Required task: Please select each line in the items below that contains the word "forest".
>> START Input material
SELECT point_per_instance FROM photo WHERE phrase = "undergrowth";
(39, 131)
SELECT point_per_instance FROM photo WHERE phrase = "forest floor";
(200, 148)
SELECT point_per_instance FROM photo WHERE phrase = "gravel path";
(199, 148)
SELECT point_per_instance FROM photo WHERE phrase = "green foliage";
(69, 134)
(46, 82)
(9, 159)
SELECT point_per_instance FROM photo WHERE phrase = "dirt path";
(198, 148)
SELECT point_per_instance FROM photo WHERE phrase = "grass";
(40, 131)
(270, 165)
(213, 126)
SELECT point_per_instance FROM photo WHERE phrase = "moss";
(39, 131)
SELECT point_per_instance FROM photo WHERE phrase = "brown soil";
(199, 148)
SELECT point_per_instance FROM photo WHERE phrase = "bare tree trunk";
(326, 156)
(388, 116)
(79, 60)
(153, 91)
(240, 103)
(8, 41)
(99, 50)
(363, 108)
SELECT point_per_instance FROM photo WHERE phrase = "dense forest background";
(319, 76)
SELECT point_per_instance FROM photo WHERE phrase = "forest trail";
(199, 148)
>> END Input material
Written answer:
SELECT point_per_instance FROM photo WHERE phrase = "forest floor";
SELECT point_per_instance FROM photo WHERE phrase = "dense forest background";
SELECT point_per_instance FROM photo WHERE phrase = "forest trail";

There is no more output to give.